◆ **Your objective**
Copy the lines below that contain "gold".

◆ **Dataset records**
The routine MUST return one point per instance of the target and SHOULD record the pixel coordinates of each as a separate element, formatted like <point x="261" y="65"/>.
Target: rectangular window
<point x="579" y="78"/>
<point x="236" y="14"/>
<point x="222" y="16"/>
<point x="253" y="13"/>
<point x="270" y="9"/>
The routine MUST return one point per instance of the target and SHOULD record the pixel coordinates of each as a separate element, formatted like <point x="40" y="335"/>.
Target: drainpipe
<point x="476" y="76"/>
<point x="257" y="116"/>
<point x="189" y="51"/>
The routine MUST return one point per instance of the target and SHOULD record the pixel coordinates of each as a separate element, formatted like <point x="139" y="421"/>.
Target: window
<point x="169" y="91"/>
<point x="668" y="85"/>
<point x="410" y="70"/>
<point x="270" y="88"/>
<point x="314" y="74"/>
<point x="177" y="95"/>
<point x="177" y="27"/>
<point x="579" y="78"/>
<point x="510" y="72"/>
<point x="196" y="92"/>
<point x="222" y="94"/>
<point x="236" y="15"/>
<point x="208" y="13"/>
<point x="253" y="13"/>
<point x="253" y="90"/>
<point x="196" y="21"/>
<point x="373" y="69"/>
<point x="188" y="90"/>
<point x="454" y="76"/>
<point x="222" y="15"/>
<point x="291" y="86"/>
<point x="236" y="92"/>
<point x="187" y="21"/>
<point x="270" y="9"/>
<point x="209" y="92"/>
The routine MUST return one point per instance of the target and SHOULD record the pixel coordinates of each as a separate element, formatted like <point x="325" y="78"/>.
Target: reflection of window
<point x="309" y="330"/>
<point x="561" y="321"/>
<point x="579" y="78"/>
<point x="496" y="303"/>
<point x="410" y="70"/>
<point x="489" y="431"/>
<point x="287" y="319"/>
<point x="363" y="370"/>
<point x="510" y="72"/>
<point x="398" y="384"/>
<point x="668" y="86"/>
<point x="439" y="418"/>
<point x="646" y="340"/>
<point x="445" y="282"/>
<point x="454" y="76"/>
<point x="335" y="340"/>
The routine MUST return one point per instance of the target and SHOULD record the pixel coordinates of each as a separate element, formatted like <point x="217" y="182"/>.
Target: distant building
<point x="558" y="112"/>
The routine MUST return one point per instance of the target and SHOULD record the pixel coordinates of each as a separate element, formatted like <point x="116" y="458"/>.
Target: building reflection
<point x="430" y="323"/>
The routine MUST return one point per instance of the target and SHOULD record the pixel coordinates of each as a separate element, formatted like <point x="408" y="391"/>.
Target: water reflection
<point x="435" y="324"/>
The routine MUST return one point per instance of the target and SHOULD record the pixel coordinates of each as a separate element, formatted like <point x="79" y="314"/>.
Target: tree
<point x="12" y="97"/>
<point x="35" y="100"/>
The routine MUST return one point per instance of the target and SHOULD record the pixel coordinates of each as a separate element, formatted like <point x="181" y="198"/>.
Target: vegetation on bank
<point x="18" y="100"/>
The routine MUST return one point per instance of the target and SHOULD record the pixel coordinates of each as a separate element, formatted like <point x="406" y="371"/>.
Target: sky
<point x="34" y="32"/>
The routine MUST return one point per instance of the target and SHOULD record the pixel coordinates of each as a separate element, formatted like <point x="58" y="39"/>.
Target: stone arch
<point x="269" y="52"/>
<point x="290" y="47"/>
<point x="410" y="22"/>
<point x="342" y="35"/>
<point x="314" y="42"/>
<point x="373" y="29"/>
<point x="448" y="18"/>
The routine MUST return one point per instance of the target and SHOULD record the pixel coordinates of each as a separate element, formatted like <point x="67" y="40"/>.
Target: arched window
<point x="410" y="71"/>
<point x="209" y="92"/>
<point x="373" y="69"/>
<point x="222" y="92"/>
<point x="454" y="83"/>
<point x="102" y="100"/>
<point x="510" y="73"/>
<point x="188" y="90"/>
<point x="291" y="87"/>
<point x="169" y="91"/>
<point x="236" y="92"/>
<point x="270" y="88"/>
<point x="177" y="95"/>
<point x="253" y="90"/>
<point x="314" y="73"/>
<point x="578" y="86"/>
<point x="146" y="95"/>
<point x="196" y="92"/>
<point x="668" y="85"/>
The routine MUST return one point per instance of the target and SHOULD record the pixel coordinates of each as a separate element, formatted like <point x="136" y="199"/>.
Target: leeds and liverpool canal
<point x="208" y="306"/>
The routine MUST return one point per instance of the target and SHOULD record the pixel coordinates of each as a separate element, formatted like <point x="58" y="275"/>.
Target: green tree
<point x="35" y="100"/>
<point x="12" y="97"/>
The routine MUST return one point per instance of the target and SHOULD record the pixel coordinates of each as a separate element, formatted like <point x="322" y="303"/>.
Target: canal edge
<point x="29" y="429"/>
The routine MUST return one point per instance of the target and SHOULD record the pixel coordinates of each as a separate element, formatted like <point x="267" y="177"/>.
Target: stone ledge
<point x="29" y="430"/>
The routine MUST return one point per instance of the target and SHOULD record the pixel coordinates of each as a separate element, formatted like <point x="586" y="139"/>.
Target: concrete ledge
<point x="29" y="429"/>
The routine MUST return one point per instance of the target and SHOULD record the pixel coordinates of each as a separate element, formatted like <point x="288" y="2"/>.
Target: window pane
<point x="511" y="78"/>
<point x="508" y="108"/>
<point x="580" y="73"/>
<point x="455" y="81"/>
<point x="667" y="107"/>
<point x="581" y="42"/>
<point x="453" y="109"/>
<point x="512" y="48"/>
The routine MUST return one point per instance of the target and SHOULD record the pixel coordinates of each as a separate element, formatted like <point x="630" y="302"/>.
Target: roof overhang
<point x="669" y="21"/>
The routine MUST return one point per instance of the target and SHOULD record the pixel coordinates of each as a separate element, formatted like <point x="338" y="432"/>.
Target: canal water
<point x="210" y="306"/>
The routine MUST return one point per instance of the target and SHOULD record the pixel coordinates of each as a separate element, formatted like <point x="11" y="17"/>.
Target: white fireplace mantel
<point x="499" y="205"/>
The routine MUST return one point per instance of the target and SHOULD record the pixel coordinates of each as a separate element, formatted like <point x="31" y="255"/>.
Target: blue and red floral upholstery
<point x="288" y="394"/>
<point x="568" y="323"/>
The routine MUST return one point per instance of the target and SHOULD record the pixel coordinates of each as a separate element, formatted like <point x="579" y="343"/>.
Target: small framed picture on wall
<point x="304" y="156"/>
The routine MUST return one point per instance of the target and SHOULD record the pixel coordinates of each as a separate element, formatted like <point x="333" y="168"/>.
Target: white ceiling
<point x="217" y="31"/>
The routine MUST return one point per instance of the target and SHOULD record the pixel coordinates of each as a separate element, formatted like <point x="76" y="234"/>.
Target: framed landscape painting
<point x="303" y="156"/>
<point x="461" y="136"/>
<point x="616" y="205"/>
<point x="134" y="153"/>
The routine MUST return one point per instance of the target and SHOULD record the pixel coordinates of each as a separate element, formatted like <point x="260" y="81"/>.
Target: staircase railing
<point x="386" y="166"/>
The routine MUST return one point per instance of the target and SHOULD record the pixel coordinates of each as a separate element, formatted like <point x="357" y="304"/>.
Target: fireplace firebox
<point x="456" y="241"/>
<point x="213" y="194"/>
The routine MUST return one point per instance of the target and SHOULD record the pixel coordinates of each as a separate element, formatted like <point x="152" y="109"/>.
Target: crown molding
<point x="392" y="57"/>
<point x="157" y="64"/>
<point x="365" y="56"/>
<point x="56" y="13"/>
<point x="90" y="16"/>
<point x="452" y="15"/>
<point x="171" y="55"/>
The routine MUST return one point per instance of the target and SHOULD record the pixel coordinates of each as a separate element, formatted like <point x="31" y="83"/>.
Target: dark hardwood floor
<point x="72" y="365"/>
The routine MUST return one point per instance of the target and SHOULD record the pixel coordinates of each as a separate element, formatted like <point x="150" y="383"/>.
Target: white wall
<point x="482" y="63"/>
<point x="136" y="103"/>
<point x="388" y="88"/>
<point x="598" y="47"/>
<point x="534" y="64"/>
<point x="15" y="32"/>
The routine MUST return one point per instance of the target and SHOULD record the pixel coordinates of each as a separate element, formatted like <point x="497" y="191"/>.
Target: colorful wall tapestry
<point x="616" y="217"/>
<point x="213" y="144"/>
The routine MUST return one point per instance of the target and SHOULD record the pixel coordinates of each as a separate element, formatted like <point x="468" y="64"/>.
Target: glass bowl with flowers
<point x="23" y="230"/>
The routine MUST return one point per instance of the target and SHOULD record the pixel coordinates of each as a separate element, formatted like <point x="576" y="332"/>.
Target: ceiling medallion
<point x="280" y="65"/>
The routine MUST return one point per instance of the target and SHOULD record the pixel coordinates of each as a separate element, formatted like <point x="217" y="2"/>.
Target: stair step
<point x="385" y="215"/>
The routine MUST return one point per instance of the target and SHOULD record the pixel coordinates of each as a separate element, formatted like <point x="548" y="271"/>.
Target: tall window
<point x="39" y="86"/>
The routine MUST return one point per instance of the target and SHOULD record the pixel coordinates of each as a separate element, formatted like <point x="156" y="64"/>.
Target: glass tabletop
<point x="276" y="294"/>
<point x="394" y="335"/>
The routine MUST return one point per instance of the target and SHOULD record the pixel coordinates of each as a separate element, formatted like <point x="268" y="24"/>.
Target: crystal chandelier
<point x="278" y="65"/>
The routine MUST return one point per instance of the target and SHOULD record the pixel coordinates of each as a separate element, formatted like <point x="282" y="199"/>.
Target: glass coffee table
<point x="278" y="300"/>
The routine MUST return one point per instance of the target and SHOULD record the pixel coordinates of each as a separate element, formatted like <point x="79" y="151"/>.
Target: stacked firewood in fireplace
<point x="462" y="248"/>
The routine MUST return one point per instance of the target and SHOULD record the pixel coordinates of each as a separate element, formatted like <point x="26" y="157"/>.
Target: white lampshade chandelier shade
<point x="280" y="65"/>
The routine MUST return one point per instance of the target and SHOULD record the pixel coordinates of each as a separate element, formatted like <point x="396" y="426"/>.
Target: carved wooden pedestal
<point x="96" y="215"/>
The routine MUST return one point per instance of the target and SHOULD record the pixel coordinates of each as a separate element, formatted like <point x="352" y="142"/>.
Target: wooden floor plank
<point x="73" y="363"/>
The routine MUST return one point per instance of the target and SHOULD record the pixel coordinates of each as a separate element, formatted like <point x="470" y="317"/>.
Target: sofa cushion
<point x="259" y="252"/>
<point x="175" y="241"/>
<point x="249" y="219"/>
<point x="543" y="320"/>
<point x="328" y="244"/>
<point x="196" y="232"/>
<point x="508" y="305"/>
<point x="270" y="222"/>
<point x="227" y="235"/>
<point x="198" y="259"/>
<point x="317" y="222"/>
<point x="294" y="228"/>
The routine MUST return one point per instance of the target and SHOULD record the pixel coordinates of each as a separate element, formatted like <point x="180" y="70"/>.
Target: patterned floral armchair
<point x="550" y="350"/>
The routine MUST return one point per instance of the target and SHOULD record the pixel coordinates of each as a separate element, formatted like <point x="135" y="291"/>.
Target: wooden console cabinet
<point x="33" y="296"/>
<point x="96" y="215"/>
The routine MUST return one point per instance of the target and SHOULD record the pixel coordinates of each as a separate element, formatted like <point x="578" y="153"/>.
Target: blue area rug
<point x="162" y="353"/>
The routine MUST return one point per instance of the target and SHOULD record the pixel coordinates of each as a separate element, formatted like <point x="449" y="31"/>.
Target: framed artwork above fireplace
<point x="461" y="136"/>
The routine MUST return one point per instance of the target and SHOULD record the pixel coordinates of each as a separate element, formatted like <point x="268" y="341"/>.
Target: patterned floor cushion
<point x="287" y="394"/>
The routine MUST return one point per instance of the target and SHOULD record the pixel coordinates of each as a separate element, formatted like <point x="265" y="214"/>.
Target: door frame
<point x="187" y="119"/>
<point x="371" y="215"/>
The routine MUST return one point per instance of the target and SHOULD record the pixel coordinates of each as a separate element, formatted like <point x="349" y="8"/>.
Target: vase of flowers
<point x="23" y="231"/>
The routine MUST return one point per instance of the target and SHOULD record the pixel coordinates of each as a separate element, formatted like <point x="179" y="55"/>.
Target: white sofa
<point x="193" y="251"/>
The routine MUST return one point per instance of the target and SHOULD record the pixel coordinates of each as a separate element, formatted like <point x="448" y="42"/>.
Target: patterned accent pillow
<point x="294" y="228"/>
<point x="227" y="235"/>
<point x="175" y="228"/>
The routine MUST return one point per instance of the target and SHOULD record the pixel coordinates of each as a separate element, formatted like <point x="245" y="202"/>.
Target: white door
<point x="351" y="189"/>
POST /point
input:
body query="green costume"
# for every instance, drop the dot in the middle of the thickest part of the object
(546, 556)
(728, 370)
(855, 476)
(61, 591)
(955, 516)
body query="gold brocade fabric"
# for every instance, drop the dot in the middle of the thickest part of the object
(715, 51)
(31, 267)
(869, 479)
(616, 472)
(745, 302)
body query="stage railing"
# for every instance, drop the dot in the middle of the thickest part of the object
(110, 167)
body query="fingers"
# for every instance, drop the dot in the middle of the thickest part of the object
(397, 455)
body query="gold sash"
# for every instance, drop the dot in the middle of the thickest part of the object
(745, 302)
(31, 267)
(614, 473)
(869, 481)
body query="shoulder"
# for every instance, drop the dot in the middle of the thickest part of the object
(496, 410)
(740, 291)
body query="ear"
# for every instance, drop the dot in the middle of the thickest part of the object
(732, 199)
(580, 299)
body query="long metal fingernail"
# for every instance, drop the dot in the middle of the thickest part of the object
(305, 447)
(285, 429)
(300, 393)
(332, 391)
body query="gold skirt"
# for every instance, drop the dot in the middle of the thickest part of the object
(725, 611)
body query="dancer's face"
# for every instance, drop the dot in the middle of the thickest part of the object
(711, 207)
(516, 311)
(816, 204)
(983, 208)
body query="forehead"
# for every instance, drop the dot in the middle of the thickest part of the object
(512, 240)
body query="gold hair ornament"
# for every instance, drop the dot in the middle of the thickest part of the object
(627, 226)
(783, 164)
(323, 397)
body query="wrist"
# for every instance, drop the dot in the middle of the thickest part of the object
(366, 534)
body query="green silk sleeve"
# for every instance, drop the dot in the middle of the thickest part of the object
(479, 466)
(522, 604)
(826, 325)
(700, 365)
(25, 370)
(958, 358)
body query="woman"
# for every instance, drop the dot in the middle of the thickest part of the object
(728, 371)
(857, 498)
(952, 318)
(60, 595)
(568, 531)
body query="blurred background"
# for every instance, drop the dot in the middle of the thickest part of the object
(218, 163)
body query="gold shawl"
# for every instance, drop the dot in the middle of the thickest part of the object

◆ **Completed task**
body query="gold brocade fabric"
body query="gold sash"
body query="gold skirt"
body query="gold hair ornament"
body query="gold shawl"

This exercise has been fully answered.